▸ **PASSAGE GIVEN**:
3.1. Configure HA Cluster

Add High Availability configurations to your HDFS configuration files. Start by taking the HDFS configuration files from the original NameNode in your HDP cluster, and use that as the base, adding the properties mentioned below to those files.

After you have added the configurations below, ensure that the same set of HDFS configuration files are propogated to all nodes in the HDP cluster. This ensures that all the nodes and services are able to interact with the highly available NameNode.

Add the following configuration options to your hdfs-site.xml file:

  • dfs.nameservices:

    Choose an arbitrary but logical name (for example mycluster) as the value for dfs.nameservices option. This name will be used for both configuration and authority component of absolute HDFS paths in the cluster.

    <property>
      <name>dfs.nameservices</name>
      <value>mycluster</value>
      <description>Logical name for this new nameservice</description>
    </property>

    If you are also using HDFS Federation, this configuration setting should also include the list of other nameservices, HA or otherwise, as a comma-separated list.

  • dfs.ha.namenodes.[$nameservice ID]:

    Provide a list of comma-separated NameNode IDs. DataNodes use this this property to determine all the NameNodes in the cluster.

    For example, for the nameservice ID mycluster and individual NameNode IDs nn1 and nn2, the value of this property will be:

    <property>
      <name>dfs.ha.namenodes.mycluster</name>
      <value>nn1,nn2</value>
      <description>Unique identifiers for each NameNode in the nameservice</description>
    </property>

    [Note]Note

    Currently, a maximum of two NameNodes may be configured per nameservice.

  • dfs.namenode.rpc-address.[$nameservice ID].[$name node ID]:

    Use this property to specify the fully-qualified RPC address for each NameNode to listen on.

    Continuning with the previous example, set the full address and IPC port of the NameNode process for the above two NameNode IDs - nn1 and nn2 .

    Note that there will be two separate configuration options.

▸ **SHORT EXERCISE 1**: Present the part of the listing that opens with the line containing "Target: black jacket" and runs through the last line of the listing as a Markdown table with the columns Index and Entry. Give each line its own numbered row and leave out blank lines.

▸ **EXTRACTED DATA**:

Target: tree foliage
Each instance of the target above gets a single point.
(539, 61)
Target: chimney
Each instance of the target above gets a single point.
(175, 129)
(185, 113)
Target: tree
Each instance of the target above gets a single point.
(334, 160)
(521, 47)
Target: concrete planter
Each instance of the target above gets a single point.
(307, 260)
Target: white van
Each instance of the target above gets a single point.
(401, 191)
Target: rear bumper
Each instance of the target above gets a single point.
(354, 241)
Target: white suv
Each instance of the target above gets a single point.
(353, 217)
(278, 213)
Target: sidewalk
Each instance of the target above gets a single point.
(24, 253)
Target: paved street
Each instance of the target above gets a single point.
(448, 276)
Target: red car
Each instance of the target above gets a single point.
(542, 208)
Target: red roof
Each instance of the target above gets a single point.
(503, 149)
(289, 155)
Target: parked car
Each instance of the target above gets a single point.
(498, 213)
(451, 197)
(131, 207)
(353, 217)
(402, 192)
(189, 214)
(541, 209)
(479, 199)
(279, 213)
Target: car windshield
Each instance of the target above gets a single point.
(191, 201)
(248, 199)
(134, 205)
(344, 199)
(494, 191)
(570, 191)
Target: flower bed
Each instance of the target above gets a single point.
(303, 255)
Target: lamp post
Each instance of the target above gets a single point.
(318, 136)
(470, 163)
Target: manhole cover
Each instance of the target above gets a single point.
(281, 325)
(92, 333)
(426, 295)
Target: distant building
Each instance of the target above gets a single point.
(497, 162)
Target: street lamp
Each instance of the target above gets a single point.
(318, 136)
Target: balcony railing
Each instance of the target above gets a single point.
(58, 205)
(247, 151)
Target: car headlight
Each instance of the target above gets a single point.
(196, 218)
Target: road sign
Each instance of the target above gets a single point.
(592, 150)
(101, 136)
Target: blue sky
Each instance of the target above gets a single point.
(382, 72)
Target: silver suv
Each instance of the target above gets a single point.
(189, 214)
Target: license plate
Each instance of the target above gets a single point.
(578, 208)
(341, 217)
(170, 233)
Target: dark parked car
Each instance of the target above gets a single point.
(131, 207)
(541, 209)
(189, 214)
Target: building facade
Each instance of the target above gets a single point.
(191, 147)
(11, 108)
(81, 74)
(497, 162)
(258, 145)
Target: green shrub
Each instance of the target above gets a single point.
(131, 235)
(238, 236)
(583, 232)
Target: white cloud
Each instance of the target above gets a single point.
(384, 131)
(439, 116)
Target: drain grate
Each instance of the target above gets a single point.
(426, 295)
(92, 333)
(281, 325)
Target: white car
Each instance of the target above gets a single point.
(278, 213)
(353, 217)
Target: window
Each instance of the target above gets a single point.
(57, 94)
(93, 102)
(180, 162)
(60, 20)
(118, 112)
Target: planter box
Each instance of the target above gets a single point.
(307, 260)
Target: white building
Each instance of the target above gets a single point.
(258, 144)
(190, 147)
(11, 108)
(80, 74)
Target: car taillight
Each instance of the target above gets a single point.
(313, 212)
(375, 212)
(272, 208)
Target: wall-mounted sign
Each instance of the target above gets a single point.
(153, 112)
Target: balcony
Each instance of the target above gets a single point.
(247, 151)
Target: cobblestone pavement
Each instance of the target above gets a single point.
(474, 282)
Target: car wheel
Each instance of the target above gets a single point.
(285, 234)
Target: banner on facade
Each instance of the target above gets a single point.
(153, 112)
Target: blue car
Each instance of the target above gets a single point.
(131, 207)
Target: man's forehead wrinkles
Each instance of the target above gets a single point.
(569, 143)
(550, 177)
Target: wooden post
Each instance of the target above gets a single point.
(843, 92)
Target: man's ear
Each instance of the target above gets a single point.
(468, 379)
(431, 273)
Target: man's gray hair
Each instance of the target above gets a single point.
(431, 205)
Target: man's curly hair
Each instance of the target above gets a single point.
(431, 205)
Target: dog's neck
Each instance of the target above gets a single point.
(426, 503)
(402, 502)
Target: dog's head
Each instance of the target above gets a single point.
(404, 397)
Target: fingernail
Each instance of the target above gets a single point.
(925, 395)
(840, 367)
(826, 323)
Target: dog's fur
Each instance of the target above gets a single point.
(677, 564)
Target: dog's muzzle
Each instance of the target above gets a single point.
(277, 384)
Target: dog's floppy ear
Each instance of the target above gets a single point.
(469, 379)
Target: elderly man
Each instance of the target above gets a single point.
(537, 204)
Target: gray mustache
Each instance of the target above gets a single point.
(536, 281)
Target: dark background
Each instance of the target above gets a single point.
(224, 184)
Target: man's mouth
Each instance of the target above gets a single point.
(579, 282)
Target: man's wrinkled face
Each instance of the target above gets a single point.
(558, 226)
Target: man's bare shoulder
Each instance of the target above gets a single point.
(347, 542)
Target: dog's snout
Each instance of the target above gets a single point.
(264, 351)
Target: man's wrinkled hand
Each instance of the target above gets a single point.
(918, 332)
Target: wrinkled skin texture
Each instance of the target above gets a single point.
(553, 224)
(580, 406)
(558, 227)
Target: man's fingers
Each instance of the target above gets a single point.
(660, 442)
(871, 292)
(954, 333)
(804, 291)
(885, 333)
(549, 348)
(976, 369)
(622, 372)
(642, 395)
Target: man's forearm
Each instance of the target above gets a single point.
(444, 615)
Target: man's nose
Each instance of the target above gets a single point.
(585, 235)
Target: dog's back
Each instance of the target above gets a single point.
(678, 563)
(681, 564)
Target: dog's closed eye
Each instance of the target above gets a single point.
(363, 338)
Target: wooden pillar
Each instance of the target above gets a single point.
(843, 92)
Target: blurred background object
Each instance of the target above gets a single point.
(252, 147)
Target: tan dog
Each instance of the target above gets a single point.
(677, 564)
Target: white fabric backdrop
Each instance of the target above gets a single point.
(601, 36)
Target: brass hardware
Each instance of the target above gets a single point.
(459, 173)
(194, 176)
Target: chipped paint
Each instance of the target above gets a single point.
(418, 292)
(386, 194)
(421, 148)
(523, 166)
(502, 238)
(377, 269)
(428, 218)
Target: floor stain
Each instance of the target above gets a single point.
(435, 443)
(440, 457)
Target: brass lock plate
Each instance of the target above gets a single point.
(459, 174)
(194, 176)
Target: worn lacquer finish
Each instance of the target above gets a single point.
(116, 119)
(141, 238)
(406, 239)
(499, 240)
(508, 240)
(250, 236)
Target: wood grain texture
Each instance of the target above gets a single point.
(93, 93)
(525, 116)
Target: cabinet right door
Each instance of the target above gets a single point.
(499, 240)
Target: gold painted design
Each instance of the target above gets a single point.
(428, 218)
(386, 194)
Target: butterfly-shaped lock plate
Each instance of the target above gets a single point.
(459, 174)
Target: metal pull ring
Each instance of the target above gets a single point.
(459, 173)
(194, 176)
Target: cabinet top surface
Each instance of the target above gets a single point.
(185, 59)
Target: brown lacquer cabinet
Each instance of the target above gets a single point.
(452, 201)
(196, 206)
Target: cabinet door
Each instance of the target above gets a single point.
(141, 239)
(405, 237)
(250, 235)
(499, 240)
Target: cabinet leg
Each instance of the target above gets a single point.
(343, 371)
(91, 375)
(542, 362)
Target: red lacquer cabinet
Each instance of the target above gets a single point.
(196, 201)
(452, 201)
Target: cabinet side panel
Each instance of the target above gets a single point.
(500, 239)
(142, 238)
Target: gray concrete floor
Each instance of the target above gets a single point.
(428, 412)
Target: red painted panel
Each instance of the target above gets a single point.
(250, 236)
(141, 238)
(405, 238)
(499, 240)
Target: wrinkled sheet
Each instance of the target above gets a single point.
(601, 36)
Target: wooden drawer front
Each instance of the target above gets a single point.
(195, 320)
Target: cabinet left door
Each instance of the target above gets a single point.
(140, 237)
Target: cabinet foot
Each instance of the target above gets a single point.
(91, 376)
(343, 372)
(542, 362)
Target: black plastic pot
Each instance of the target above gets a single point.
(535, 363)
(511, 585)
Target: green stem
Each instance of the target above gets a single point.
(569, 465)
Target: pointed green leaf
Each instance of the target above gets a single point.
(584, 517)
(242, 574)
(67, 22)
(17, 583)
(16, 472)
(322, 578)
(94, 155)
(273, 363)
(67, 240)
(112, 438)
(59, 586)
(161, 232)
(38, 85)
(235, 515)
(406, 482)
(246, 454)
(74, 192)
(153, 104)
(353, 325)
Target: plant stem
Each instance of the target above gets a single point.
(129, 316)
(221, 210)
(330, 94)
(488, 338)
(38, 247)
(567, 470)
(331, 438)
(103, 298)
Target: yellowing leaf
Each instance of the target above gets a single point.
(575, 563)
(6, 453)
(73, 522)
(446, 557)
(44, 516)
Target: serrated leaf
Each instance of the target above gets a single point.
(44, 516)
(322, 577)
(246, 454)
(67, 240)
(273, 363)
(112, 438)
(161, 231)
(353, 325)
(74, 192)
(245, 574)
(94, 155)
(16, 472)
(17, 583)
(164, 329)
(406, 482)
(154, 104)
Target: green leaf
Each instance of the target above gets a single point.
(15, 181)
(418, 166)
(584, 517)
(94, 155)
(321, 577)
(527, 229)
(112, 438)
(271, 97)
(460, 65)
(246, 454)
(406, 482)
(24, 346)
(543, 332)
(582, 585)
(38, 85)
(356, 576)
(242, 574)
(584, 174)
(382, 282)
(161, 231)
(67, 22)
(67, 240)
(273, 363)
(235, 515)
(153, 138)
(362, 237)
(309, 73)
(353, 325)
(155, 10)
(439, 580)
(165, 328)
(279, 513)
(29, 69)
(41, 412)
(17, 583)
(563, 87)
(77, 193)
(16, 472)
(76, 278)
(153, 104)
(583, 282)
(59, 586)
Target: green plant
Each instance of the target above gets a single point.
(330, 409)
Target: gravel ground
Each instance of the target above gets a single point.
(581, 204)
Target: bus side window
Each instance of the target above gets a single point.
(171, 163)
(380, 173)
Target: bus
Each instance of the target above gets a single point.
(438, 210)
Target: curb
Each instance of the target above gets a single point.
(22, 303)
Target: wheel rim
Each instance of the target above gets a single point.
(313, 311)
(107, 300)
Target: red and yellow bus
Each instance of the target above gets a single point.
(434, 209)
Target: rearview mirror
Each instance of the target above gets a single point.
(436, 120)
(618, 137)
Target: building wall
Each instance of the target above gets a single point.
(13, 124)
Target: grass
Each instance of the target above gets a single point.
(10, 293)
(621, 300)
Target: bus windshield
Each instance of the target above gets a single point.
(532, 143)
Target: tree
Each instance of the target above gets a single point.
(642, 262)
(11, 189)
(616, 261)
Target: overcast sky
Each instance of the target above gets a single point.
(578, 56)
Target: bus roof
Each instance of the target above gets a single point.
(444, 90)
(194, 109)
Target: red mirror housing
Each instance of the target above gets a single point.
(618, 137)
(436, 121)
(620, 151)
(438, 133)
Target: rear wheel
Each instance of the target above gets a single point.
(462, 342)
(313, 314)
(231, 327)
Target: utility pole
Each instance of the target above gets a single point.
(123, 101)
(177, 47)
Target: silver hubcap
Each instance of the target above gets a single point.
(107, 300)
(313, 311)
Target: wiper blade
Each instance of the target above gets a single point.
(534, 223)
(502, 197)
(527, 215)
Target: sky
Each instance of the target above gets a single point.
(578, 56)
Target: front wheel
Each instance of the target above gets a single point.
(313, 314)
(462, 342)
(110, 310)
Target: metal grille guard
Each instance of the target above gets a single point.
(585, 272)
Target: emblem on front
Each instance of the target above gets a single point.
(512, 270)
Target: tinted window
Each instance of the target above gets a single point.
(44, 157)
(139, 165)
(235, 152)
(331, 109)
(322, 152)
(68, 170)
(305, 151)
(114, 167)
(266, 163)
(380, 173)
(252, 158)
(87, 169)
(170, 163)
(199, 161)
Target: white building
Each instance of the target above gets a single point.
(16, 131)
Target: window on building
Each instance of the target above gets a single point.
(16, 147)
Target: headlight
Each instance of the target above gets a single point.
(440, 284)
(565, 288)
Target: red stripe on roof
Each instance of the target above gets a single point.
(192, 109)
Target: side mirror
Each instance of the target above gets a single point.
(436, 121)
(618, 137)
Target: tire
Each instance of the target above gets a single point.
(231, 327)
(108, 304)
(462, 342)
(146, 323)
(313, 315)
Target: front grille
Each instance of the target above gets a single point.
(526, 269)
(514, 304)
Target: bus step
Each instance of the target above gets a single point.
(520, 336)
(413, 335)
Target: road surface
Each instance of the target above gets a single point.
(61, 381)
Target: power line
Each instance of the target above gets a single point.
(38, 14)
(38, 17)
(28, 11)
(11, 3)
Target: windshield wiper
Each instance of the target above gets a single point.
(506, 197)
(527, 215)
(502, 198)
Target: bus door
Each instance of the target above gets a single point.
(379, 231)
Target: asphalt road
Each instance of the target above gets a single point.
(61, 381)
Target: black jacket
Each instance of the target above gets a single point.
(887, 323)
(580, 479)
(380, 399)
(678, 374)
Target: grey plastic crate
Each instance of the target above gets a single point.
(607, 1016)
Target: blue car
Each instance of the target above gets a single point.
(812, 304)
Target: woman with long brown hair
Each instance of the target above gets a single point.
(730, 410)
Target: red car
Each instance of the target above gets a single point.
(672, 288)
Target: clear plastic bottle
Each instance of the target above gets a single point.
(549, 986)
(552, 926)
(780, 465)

▸ **SHORT EXERCISE 2**:
Answer these questions about the HA cluster configuration page:
(a) What example name does it suggest for the dfs.nameservices value?
(b) At most how many NameNodes may be configured per nameservice?
(c) Which nodes use the dfs.ha.namenodes property to determine all the NameNodes in the cluster?

▸ **TASK OUTPUT 1**:
| Index | Entry |
|---|---|
| 1 | Target: black jacket |
| 2 | Each instance of the target above gets a single point. |
| 3 | (887, 323) |
| 4 | (580, 479) |
| 5 | (380, 399) |
| 6 | (678, 374) |
| 7 | Target: grey plastic crate |
| 8 | Each instance of the target above gets a single point. |
| 9 | (607, 1016) |
| 10 | Target: blue car |
| 11 | Each instance of the target above gets a single point. |
| 12 | (812, 304) |
| 13 | Target: woman with long brown hair |
| 14 | Each instance of the target above gets a single point. |
| 15 | (730, 410) |
| 16 | Target: red car |
| 17 | Each instance of the target above gets a single point. |
| 18 | (672, 288) |
| 19 | Target: clear plastic bottle |
| 20 | Each instance of the target above gets a single point. |
| 21 | (549, 986) |
| 22 | (552, 926) |
| 23 | (780, 465) |

▸ **TASK OUTPUT 2**:
(a) mycluster
(b) Two
(c) DataNodes